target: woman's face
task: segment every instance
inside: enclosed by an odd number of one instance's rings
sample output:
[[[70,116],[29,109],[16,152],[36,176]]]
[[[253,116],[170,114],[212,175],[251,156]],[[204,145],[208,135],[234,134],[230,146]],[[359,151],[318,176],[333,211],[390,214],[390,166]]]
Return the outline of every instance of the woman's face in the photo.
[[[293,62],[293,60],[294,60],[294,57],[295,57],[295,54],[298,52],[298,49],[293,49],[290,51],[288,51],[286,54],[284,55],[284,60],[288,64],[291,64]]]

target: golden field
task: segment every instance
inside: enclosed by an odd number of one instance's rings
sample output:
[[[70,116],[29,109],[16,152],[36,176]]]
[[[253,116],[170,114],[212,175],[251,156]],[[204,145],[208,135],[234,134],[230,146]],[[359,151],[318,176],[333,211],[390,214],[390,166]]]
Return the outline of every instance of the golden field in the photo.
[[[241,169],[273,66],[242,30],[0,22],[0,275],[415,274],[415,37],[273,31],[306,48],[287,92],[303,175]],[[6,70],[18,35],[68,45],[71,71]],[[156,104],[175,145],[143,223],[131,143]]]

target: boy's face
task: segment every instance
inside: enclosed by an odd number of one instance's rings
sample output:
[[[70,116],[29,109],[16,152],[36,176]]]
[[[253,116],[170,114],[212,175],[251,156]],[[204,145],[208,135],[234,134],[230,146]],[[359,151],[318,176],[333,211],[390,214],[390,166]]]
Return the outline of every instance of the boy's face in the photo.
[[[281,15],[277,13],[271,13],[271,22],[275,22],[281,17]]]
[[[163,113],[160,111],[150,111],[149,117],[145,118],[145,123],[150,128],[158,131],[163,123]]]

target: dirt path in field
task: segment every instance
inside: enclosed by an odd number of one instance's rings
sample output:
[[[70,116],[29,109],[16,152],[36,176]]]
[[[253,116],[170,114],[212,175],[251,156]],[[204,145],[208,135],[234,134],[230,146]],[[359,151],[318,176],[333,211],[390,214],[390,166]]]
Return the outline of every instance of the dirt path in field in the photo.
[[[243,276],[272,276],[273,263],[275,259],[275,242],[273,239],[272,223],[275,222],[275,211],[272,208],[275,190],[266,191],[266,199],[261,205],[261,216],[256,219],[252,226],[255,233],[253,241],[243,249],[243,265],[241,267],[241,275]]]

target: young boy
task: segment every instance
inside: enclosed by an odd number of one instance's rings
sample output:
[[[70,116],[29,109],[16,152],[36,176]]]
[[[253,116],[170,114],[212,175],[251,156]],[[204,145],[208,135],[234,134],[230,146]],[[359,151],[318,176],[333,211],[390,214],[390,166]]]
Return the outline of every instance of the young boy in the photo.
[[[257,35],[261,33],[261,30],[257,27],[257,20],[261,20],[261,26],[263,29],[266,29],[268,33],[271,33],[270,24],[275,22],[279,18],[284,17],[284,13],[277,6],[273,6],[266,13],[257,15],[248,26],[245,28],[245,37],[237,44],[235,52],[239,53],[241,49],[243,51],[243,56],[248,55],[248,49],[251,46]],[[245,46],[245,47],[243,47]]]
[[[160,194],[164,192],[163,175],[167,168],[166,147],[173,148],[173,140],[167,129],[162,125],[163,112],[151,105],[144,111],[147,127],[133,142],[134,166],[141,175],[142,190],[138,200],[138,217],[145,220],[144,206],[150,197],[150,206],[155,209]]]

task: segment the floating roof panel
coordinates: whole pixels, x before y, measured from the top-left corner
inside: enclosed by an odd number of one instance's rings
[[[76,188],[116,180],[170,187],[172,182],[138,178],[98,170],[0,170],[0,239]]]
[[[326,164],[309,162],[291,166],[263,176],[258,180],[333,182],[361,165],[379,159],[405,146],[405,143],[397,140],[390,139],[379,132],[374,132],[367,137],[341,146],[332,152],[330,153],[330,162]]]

——

Please select and copy every line from the rows above that contains the word "Return".

Return the outline of every instance of the woman's face in the photo.
Return the outline of every instance of the golden field in the photo.
Return the outline of every instance of the boy's face in the photo.
Return the outline of every instance of the dirt path in field in the photo.
Return the outline of every instance of the young boy in the photo.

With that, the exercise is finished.